**Text:**
==*==
Friday, 1 July 2011

Remembering the Follies of the Past

The Newfoundland CaribouIn Newfoundland, on July 1 we talk about the "July Drive", when the Royal Newfoundland Regiment was wiped out in the Battle of the Somme. Here is one article, although it neglects to report on the contribution of the stupidity of the general staff to the disaster.

How would you like to give your enemy advance warning that the troops you are about to send into battle are coming? Or that you required your soldiers to wear bright reflective metal tags so you could see them through your binoculars, not thinking this also benefited your enemy's snipers?

When we lived in France, we made two somewhat reluctant trips to Beaumont-Hamel, the site of the disaster. It is easily one of the saddest places I have ever been.

The guides at the park are a wealth of information. One walked around the park with us filling in the details of the story. Here is Ron, Mom, and Blair in front of the memorial monument with the guide.
==*==
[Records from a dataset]
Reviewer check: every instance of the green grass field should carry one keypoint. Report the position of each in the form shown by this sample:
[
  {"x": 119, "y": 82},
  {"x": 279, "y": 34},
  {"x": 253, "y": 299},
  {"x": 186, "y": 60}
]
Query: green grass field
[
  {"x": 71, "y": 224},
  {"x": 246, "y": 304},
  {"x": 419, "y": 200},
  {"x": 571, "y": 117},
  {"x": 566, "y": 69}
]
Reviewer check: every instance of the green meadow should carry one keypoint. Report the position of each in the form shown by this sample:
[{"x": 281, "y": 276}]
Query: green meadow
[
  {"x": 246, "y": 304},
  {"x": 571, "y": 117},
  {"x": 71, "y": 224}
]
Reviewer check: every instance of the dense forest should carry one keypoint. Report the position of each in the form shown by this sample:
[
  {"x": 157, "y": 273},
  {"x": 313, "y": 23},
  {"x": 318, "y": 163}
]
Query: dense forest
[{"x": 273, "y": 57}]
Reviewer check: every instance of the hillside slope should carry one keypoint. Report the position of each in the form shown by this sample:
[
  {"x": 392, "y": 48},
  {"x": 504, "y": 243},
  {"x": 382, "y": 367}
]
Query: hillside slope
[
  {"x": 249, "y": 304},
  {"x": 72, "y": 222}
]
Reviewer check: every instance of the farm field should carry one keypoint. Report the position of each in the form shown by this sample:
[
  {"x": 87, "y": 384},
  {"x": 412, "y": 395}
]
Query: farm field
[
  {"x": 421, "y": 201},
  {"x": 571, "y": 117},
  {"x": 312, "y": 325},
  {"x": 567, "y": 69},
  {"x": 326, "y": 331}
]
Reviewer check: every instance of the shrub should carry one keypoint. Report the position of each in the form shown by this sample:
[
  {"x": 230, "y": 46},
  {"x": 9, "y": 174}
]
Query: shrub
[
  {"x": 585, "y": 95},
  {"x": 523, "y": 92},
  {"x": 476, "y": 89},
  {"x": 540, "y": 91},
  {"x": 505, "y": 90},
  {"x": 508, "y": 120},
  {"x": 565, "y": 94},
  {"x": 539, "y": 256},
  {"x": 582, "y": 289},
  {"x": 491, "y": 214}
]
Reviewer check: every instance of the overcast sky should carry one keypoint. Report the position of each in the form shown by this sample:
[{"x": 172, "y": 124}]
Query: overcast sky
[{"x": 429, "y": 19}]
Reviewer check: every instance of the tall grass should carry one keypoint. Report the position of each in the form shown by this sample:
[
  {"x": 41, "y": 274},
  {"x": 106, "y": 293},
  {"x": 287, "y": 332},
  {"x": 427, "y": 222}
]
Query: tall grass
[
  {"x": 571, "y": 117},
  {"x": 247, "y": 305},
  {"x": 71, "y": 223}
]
==*==
**Aim 1:** Summarize the post about the July Drive in two sentences.
**Aim 2:** Please carry on the post about the July Drive from the point where it ends.
The records play no part in this work.

**Task output 1:** On July 1, Newfoundlanders talk about the "July Drive," when the Royal Newfoundland Regiment was wiped out in the Battle of the Somme, a disaster the general staff's stupidity contributed to, such as giving the enemy advance warning and requiring soldiers to wear bright reflective metal tags that also helped enemy snipers. While living in France, the writer made two somewhat reluctant trips to Beaumont-Hamel, the site of the disaster, calls it one of the saddest places they have ever been, and describes a guide at the park who walked around with them filling in the details of the story.

**Task output 2:**
Memorial

We took in the icons, such as the Caribou and the Danger Tree.

The Newfoundland Caribou


The Danger Tree

After the guide left us, we wandered around on our own, each with our own thoughts. Here is Ron walking down St. John's Road.

St. John's Road

When we stopped by the graveyard, all I could think about were the simple pleasures from home. Eating Ginger Snaps and drinking Purity syrup. Sneaking some Christmas compliment in the basement with the boys. Church turkey teas. Playing rounders. Catching capelin. Copying pans without your mother knowing. And then I thought how much the boys here would have missed those things, too.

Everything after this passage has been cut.